[Entries pointing to named objects]
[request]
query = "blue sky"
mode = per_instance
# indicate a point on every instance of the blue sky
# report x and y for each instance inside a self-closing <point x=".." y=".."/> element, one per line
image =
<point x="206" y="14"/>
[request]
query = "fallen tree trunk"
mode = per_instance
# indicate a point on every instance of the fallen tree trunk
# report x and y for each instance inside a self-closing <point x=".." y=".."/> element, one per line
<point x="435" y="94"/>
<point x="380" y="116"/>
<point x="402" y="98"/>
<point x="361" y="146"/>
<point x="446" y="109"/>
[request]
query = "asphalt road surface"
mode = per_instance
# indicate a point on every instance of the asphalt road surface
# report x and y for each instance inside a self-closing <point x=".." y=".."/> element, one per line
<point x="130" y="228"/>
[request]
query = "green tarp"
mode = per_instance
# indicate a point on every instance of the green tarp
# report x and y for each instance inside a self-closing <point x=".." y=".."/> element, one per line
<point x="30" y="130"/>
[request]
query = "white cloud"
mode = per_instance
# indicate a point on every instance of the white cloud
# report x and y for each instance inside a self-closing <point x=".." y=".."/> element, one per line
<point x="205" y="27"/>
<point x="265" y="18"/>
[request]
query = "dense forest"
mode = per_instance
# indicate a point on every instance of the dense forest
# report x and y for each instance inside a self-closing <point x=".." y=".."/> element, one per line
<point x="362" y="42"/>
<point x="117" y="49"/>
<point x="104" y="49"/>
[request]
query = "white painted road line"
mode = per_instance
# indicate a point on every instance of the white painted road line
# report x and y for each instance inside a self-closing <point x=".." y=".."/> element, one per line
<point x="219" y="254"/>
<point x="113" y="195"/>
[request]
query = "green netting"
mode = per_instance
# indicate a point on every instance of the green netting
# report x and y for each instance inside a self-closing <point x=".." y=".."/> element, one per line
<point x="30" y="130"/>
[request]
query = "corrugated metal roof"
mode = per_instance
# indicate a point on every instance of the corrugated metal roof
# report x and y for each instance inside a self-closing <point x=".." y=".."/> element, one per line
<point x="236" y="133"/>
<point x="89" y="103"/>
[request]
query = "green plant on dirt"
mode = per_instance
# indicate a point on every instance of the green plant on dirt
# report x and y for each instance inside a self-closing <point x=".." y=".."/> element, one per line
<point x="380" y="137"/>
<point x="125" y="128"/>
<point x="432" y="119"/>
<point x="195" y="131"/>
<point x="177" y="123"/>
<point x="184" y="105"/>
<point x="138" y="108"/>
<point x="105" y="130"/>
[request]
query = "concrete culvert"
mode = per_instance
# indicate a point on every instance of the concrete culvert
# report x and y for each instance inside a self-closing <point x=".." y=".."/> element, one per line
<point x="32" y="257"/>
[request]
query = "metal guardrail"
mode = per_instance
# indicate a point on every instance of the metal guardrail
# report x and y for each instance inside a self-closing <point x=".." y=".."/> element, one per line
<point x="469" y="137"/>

...

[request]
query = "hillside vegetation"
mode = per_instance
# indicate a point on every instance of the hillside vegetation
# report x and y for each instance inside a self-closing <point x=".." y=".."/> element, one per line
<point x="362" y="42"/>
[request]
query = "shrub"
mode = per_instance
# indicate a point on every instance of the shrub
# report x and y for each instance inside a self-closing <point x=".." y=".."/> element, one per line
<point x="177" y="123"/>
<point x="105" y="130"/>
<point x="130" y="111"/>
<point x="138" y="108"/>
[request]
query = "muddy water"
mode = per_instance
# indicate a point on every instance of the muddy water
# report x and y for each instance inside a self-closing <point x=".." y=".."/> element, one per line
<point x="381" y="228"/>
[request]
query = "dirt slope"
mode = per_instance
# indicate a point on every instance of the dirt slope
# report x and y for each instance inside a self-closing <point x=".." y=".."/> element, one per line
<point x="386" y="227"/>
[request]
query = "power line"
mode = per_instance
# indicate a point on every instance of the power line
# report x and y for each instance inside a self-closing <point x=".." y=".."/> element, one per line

**Aim of the exercise**
Identify every line in the entries above that contains the word "water", matching case exactly, and copy each of those lines.

**Correct output**
query = "muddy water"
# indicate a point on every instance of the muddy water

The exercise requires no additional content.